== AIM OF THE TASK ==
Every record is to be transcribed exactly as written.

== EXTRACTED MATERIAL ==
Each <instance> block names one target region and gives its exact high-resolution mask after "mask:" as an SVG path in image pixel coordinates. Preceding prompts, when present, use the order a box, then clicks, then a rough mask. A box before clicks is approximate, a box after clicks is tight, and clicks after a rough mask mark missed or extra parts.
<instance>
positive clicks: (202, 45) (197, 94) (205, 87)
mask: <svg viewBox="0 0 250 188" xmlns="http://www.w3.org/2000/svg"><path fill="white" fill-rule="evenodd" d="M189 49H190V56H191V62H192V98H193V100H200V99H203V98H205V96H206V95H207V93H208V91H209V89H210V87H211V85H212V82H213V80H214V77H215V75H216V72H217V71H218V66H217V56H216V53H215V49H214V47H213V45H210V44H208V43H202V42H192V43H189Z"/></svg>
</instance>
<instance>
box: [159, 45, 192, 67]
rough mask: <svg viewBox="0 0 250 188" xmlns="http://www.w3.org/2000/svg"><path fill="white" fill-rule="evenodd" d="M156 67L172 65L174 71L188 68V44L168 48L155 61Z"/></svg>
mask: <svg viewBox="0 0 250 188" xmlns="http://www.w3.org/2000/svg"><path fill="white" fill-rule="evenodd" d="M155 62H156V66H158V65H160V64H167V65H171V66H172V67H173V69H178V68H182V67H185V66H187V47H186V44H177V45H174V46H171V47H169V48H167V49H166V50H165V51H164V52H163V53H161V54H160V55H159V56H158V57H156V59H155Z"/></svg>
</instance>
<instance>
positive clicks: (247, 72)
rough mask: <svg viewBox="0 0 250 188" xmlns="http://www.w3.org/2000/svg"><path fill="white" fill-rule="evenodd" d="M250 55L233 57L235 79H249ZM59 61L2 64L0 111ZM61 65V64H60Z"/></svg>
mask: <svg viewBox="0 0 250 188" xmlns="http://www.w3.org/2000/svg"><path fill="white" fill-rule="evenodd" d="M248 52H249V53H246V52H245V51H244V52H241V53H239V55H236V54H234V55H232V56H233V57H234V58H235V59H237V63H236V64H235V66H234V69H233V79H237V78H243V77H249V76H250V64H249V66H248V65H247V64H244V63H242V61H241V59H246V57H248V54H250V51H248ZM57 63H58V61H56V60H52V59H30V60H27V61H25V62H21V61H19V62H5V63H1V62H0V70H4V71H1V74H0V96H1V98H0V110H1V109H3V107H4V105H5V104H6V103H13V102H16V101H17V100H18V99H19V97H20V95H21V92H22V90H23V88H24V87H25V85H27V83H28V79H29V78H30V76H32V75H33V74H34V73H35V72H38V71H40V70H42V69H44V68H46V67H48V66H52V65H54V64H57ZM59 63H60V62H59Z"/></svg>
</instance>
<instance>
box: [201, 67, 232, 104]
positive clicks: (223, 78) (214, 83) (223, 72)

== WRITTEN ANSWER ==
Each <instance> block names one target region and gives its exact high-resolution mask after "mask:" as an SVG path in image pixel coordinates. Preceding prompts, when present, use the order a box, then clicks, then a rough mask. A box before clicks is approximate, a box after clicks is tight, and clicks after a rough mask mark missed or extra parts.
<instance>
positive clicks: (202, 45) (197, 94) (205, 87)
mask: <svg viewBox="0 0 250 188" xmlns="http://www.w3.org/2000/svg"><path fill="white" fill-rule="evenodd" d="M189 49H190V56H191V62H192V98H193V100H200V99H203V98H205V96H206V95H207V93H208V91H209V89H210V87H211V85H212V82H213V80H214V77H215V75H216V72H217V71H218V66H217V56H216V53H215V49H214V47H213V45H210V44H208V43H202V42H192V43H189Z"/></svg>
</instance>
<instance>
box: [159, 45, 192, 67]
rough mask: <svg viewBox="0 0 250 188" xmlns="http://www.w3.org/2000/svg"><path fill="white" fill-rule="evenodd" d="M156 67L172 65L174 71L188 68V44L168 48L155 61Z"/></svg>
mask: <svg viewBox="0 0 250 188" xmlns="http://www.w3.org/2000/svg"><path fill="white" fill-rule="evenodd" d="M155 62H156V66H158V65H160V64H167V65H171V66H172V67H173V69H178V68H182V67H185V66H187V47H186V44H177V45H174V46H171V47H169V48H167V49H166V50H165V51H164V52H163V53H161V54H160V55H159V56H158V57H156V59H155Z"/></svg>
</instance>
<instance>
positive clicks: (247, 72)
rough mask: <svg viewBox="0 0 250 188" xmlns="http://www.w3.org/2000/svg"><path fill="white" fill-rule="evenodd" d="M250 55L233 57L235 79H249ZM59 61L2 64L0 111ZM61 65V64H60Z"/></svg>
mask: <svg viewBox="0 0 250 188" xmlns="http://www.w3.org/2000/svg"><path fill="white" fill-rule="evenodd" d="M248 52H249V53H246V52H245V51H244V52H241V53H239V55H236V54H234V55H232V56H233V57H234V58H235V59H237V63H236V64H235V66H234V69H233V79H237V78H243V77H249V76H250V64H249V66H248V65H247V64H244V63H242V61H241V59H246V57H248V54H250V51H248ZM57 63H58V61H56V60H52V59H30V60H27V61H25V62H21V61H19V62H5V63H1V62H0V70H4V71H1V74H0V96H1V98H0V110H1V109H3V107H4V105H5V104H6V103H13V102H16V101H17V100H18V99H19V97H20V95H21V92H22V90H23V88H24V87H25V85H27V83H28V79H29V78H30V76H32V75H33V74H34V73H35V72H38V71H40V70H42V69H44V68H46V67H48V66H52V65H54V64H57ZM59 63H60V62H59Z"/></svg>
</instance>
<instance>
box: [201, 67, 232, 104]
positive clicks: (223, 78) (214, 83) (223, 72)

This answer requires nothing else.